-- START OF Excerpted text --

Lab 01: Linear Regression

Objective

Implement linear regression completely from scratch using only NumPy: mean squared error loss, gradient descent optimiser, R² score, multi-feature regression, and a learning-rate sensitivity experiment — then apply it to predict Surface device prices from specs.

Background

Linear regression models a relationship between input features X and a continuous output y as ŷ = Xw + b. Training means finding weights w and bias b that minimise the Mean Squared Error (MSE) loss. Gradient descent iteratively moves weights in the direction of steepest loss decrease: w = w - α·∂L/∂w. Understanding this from scratch reveals why learning rate, feature scaling, and data quality matter — lessons that apply to every ML algorithm.

-- END OF Excerpted text --
-- START OF Data listing --

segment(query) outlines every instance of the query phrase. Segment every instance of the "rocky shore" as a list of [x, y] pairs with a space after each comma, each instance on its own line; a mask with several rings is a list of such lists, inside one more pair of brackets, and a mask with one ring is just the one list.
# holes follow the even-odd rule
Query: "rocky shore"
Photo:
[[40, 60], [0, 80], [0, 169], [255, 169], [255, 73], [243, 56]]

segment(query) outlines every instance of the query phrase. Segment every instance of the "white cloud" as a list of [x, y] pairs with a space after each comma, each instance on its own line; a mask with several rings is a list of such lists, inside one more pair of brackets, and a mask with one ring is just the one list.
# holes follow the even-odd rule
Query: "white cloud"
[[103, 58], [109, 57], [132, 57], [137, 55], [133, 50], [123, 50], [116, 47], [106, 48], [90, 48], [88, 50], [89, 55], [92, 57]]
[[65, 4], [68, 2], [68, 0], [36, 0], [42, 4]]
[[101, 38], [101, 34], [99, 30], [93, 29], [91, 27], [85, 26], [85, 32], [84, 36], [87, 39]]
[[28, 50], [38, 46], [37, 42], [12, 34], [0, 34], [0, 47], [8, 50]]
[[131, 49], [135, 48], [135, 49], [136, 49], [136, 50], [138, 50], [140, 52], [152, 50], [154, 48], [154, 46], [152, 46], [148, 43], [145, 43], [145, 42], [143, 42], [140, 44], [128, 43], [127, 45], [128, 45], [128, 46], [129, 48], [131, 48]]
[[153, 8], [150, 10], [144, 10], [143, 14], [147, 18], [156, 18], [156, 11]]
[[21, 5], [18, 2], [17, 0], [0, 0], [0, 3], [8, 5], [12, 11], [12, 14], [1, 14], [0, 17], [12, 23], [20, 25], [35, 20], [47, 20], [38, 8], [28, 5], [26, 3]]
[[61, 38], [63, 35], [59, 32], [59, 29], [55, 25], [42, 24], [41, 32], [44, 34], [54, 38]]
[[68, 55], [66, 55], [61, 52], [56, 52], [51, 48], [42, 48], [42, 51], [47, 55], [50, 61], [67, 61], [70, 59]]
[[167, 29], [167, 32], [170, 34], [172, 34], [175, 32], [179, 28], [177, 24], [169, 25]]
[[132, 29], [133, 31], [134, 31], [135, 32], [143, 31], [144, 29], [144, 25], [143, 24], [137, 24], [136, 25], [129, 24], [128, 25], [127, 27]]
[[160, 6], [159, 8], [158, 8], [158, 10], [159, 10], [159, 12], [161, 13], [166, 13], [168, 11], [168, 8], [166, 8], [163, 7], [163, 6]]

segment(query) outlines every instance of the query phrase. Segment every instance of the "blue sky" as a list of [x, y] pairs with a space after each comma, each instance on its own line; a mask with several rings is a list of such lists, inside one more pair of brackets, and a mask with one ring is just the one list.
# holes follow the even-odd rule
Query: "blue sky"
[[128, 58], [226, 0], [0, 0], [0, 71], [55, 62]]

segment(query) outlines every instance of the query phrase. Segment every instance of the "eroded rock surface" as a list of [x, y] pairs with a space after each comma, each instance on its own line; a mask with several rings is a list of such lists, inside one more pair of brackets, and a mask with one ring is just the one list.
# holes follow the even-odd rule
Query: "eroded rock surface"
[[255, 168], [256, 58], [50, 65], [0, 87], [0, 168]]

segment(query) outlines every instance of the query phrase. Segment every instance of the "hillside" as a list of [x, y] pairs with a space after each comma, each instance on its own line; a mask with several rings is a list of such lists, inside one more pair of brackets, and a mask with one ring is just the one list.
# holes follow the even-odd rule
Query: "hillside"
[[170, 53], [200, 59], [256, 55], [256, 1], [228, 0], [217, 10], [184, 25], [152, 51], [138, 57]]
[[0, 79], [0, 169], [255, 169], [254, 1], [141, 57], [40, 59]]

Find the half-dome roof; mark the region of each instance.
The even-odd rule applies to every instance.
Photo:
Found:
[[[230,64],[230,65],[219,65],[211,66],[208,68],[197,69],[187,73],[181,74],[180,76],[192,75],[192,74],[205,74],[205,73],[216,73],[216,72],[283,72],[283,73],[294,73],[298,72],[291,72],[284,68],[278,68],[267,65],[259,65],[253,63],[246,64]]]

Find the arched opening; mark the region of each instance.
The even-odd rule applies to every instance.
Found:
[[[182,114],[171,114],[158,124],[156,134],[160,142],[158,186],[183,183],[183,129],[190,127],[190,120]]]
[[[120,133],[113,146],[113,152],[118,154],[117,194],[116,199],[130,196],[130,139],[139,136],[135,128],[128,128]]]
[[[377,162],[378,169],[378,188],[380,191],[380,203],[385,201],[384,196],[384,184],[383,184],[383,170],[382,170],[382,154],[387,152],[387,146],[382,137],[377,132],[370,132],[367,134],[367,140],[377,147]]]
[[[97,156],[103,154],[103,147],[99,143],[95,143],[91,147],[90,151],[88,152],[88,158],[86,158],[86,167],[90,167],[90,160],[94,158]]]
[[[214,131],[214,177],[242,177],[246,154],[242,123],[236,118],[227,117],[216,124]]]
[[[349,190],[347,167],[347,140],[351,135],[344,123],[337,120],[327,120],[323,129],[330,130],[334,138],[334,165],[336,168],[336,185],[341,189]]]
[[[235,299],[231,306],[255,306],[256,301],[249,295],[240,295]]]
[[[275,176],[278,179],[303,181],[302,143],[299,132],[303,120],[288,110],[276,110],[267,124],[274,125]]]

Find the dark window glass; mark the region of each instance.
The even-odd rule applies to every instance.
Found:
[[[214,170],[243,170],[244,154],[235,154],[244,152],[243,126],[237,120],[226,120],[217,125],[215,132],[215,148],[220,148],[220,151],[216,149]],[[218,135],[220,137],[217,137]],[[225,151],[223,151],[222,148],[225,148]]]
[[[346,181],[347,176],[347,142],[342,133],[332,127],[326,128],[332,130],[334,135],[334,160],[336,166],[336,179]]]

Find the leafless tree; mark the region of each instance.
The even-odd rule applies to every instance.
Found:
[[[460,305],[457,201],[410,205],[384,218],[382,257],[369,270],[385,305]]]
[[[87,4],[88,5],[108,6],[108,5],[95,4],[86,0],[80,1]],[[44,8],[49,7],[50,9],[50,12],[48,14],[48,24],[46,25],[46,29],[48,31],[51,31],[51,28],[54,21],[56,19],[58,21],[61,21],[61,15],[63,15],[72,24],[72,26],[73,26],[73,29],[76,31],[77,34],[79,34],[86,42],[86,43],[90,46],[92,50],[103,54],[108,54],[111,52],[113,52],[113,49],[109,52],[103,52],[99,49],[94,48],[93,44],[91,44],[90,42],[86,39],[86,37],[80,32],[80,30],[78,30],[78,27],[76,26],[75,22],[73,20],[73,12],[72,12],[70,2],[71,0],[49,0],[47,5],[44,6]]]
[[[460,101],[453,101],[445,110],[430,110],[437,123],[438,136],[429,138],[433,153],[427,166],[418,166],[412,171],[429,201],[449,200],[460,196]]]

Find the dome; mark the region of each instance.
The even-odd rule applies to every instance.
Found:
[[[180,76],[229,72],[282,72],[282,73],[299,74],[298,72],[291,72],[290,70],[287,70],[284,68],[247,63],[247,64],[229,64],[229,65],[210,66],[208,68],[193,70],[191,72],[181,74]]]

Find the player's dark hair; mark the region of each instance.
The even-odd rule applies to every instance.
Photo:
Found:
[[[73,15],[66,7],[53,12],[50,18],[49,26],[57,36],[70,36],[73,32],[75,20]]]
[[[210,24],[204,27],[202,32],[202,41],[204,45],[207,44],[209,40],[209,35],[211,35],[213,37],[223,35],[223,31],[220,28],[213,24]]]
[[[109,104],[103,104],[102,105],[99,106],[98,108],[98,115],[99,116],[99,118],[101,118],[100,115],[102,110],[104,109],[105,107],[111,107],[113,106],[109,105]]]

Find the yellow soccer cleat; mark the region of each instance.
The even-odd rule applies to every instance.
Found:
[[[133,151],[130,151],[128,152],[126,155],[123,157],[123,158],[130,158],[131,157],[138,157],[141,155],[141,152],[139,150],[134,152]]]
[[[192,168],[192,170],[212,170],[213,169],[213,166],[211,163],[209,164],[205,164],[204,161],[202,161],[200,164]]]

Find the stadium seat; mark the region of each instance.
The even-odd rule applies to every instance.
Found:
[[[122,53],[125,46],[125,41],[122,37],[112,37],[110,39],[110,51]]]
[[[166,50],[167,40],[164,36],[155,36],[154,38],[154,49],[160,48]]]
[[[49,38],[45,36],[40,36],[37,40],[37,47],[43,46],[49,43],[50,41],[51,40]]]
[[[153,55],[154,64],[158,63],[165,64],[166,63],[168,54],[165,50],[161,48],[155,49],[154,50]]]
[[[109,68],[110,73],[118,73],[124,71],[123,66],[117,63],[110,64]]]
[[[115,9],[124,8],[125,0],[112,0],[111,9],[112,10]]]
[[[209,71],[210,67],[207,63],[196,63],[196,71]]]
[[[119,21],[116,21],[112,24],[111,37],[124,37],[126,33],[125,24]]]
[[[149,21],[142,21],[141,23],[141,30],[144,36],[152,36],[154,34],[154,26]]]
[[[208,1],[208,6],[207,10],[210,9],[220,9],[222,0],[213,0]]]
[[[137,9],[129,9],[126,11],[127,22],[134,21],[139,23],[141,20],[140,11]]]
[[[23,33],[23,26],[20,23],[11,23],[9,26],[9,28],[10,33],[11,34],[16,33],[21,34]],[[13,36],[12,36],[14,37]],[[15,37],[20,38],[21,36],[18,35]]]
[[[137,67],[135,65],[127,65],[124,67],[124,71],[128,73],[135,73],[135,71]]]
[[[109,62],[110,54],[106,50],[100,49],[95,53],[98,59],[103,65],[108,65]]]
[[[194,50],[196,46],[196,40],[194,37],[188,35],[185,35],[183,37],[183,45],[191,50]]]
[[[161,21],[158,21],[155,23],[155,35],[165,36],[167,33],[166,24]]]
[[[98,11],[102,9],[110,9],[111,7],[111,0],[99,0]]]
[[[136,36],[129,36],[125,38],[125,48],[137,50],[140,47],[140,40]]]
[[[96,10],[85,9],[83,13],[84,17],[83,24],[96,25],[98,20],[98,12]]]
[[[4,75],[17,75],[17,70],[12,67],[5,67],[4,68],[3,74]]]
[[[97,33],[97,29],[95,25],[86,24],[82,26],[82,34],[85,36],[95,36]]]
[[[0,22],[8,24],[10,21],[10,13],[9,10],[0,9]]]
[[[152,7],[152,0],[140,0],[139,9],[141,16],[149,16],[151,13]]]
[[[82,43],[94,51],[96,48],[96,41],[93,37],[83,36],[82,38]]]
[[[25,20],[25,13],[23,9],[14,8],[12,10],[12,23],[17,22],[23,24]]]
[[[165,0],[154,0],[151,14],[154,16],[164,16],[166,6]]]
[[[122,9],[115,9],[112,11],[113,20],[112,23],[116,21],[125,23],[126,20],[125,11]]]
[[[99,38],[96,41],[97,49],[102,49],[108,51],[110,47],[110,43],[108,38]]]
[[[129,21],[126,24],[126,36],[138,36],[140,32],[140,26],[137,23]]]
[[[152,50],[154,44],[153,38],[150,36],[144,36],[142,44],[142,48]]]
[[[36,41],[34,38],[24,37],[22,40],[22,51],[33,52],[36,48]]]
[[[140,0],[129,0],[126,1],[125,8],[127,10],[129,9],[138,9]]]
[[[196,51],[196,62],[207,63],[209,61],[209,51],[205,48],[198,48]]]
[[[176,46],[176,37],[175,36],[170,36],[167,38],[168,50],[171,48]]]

-- END OF Data listing --

__Written tasks__:
a. According to the linear regression lab text, what is the regression implementation applied to predict?
b. List every component that the Objective section of the linear regression lab text says to implement from scratch with NumPy.
The data have no role in this exercise.

__Answer list__:
a. Surface device prices from specs.

b.
- Mean squared error loss
- Gradient descent optimizer
- R² score
- Multi-feature regression
- Learning-rate sensitivity experiment